- _Directions for this task_:
Repeat word for word the material from the line that contains "Every instance gets a single point. Point out the purple" through the end of the material, including both of those lines.

* START Stored data *

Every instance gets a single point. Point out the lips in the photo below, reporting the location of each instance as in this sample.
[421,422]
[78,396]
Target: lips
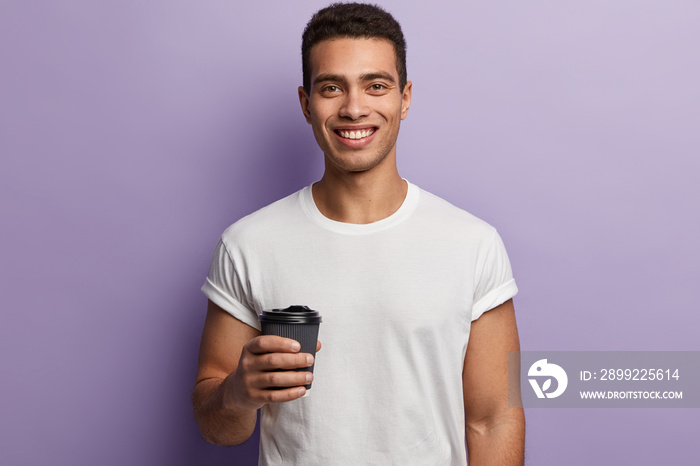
[355,134]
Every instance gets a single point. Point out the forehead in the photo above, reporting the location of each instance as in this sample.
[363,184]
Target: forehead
[352,57]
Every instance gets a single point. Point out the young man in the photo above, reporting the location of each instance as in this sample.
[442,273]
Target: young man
[407,372]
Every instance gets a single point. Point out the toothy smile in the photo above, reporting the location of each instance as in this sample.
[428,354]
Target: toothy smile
[356,134]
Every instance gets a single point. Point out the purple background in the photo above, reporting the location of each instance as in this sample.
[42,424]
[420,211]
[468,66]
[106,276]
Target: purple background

* END Stored data *

- _Finished task_:
Every instance gets a single point. Point out the purple background in the photo above, reporting the location of each instance as in this sample.
[42,424]
[420,211]
[468,66]
[106,276]
Target: purple background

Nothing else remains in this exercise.